Exercise material.
>>

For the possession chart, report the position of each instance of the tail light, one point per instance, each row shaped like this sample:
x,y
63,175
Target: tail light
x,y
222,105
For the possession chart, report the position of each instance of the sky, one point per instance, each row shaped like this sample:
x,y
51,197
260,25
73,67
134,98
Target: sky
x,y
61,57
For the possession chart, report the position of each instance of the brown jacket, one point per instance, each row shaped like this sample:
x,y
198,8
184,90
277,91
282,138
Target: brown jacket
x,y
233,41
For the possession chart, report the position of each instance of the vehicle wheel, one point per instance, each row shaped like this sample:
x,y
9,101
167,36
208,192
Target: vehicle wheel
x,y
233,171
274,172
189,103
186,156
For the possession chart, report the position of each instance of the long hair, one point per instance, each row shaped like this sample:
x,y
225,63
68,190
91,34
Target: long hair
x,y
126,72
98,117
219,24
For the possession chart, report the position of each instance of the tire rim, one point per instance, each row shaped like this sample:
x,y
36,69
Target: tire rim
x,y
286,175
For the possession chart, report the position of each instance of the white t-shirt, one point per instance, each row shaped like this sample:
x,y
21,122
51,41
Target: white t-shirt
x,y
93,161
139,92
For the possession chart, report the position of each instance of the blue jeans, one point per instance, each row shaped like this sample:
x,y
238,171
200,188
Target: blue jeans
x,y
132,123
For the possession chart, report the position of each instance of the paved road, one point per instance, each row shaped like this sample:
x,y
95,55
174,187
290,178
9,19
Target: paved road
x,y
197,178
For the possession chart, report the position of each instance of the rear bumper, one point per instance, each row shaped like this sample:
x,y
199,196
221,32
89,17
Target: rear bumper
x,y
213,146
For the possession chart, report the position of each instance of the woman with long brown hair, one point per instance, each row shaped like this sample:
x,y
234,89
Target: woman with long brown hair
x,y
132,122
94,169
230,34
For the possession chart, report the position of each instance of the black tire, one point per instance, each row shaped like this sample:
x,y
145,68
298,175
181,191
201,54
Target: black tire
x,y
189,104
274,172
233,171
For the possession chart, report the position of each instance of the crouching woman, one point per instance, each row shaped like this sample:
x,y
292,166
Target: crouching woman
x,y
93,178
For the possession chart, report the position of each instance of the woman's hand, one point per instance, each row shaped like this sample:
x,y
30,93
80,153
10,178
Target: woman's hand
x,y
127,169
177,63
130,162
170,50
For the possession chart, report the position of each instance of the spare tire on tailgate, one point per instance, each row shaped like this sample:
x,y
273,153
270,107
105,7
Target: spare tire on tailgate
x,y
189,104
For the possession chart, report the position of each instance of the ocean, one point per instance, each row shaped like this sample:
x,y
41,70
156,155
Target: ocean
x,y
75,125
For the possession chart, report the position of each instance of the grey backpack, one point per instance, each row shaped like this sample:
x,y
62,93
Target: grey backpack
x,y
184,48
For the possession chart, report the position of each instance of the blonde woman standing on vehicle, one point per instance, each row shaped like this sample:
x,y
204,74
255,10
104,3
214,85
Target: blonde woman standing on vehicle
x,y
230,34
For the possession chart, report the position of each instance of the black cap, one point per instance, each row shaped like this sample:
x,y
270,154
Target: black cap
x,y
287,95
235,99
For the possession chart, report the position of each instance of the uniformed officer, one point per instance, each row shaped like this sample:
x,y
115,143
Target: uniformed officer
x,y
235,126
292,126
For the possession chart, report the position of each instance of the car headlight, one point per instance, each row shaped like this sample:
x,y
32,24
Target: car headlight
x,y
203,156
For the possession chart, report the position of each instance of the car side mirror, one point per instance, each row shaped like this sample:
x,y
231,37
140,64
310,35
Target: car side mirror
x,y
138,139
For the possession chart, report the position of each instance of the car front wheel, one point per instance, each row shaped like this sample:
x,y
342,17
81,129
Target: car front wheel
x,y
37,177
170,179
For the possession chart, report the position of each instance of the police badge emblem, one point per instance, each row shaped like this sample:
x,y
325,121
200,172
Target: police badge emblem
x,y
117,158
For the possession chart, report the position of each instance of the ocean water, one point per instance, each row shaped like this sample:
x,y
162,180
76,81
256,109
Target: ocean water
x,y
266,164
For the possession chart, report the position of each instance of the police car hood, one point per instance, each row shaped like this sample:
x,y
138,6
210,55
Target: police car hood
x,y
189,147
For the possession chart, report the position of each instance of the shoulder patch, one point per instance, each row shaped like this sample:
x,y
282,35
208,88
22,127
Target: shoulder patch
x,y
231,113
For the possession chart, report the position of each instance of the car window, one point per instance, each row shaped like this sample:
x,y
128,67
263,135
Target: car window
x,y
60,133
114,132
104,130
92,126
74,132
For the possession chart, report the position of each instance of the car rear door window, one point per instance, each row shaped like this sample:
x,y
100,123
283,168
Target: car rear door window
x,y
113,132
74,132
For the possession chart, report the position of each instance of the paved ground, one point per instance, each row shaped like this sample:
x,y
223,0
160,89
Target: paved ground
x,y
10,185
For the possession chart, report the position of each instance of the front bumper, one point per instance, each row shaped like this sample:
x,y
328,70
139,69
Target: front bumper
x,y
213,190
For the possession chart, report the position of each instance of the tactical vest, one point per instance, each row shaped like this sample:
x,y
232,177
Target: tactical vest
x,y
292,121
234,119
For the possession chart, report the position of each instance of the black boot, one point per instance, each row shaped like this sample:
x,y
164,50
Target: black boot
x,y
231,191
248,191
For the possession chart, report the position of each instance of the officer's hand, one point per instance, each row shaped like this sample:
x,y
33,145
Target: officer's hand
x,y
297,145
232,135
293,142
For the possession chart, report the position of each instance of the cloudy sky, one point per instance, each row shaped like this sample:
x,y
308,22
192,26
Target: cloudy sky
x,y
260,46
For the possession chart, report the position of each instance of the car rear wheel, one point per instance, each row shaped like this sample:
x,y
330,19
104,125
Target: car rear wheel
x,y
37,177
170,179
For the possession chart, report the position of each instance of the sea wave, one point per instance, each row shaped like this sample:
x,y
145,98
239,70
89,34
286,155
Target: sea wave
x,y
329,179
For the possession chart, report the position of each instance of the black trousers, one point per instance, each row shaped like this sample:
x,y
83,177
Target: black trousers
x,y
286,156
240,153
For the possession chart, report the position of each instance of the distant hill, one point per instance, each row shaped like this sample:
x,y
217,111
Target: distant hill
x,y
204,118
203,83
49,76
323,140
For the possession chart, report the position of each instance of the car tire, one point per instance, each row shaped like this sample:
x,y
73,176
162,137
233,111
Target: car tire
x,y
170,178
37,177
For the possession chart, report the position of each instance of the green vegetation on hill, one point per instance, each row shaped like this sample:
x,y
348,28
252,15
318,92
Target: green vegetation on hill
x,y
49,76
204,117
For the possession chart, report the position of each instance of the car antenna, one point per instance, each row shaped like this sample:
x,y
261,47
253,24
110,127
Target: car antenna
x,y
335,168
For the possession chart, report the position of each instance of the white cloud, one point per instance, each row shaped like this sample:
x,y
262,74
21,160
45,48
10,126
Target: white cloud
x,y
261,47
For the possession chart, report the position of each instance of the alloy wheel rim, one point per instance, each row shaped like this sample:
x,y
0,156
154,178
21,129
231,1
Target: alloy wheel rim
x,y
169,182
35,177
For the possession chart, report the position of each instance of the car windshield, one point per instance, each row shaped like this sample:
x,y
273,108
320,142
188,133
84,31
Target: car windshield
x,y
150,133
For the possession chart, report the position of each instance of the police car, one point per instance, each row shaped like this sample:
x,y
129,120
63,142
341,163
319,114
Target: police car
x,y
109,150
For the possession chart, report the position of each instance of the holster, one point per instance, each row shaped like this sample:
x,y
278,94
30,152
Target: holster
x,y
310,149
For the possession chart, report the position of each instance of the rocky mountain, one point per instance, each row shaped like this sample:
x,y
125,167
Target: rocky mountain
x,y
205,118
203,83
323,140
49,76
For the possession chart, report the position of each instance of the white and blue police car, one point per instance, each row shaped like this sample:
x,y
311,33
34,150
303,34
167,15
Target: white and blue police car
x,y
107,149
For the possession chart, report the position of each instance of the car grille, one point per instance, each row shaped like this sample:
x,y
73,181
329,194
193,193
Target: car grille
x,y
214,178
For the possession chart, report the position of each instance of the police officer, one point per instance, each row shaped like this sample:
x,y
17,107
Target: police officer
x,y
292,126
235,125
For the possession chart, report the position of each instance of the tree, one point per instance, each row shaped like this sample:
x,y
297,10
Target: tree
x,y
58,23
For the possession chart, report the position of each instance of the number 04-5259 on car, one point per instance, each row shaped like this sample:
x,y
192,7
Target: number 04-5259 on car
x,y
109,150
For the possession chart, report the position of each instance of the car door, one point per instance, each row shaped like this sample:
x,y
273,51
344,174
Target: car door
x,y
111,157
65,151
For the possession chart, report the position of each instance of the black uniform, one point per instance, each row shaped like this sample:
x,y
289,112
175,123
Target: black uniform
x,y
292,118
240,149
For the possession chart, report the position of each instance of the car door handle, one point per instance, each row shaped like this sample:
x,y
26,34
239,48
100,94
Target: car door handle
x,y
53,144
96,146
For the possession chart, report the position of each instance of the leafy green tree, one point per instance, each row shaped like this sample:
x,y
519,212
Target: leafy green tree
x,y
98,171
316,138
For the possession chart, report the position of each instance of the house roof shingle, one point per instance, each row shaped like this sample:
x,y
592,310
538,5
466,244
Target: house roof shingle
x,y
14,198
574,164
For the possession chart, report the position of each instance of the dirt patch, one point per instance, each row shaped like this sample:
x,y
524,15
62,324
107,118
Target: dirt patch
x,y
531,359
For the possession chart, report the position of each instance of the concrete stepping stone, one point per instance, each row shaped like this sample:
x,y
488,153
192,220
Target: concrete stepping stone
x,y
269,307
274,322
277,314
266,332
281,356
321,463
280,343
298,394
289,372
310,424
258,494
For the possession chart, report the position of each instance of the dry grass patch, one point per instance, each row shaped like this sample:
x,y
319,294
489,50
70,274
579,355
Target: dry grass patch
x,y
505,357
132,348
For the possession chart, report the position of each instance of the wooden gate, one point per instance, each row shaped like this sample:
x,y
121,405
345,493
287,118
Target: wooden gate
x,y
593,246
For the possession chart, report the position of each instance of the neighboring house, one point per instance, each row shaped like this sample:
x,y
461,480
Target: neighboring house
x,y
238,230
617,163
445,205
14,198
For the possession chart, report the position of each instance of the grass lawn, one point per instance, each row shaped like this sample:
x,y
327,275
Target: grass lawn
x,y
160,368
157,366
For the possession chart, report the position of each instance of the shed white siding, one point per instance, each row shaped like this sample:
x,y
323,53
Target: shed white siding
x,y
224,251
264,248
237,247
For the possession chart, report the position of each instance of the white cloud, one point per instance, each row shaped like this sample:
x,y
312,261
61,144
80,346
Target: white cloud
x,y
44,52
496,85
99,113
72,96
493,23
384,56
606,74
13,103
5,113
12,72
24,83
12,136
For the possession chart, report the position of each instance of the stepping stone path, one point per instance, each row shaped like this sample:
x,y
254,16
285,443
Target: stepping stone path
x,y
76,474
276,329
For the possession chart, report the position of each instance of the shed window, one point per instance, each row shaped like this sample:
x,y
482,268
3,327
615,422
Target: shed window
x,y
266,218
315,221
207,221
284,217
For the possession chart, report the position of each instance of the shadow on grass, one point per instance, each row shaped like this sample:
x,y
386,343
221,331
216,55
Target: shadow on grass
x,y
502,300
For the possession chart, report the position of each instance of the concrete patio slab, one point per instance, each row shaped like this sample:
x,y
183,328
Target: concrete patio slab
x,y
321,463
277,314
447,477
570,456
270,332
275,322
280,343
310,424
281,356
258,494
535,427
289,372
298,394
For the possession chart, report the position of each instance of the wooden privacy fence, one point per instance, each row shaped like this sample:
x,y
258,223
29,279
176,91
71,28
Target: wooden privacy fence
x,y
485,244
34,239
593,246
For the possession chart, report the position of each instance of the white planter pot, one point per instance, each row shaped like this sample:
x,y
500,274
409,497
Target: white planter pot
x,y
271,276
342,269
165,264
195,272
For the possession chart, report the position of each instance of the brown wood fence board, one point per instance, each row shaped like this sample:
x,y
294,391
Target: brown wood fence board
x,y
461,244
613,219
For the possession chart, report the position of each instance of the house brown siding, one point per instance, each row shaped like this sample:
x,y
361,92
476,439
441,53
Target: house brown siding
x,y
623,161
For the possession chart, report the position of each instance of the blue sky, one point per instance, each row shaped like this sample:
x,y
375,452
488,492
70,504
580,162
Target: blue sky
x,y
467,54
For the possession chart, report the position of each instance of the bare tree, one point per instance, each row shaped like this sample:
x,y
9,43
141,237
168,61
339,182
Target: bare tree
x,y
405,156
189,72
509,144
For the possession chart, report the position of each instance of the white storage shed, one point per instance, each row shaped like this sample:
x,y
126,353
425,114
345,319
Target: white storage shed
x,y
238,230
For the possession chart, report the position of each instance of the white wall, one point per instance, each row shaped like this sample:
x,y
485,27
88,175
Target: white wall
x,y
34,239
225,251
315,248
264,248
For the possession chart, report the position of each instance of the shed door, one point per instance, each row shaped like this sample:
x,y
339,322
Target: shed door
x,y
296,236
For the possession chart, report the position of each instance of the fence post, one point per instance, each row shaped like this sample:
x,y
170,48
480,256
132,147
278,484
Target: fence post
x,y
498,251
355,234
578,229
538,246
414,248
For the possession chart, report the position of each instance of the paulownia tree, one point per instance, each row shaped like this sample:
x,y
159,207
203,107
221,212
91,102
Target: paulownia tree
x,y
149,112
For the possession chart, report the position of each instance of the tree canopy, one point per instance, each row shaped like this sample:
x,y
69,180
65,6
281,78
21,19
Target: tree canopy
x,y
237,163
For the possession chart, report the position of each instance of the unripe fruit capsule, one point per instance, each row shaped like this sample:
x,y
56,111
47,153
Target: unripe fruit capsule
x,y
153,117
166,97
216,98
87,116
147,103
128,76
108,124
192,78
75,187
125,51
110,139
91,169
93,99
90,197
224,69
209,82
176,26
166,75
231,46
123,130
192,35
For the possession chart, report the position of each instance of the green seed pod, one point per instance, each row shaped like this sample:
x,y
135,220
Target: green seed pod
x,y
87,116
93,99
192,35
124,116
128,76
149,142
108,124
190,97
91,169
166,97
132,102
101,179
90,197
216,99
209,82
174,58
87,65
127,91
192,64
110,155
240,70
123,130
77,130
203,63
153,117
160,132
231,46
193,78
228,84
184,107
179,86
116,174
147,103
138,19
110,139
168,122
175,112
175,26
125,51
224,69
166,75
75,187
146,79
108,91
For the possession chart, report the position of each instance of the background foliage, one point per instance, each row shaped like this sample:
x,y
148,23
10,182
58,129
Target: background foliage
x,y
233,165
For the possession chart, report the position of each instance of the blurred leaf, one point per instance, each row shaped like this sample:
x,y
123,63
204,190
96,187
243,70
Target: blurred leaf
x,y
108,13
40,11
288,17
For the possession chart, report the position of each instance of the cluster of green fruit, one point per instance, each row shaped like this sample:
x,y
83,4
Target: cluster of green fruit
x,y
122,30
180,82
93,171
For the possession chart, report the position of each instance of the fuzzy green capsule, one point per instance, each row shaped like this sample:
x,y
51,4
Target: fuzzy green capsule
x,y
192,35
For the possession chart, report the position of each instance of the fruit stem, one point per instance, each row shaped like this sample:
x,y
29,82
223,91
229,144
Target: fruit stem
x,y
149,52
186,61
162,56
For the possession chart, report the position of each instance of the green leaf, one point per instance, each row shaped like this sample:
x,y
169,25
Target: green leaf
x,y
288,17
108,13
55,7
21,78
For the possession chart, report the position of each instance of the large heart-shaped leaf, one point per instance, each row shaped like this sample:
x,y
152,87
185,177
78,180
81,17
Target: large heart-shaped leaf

<<

Your assignment.
Please go through the data above and copy each line that has the word "large".

Task solution.
For the possession chart, report the position of each instance of the large heart-shaped leaf, one point per instance, each row shaped like this sample:
Target: large heart-shaped leaf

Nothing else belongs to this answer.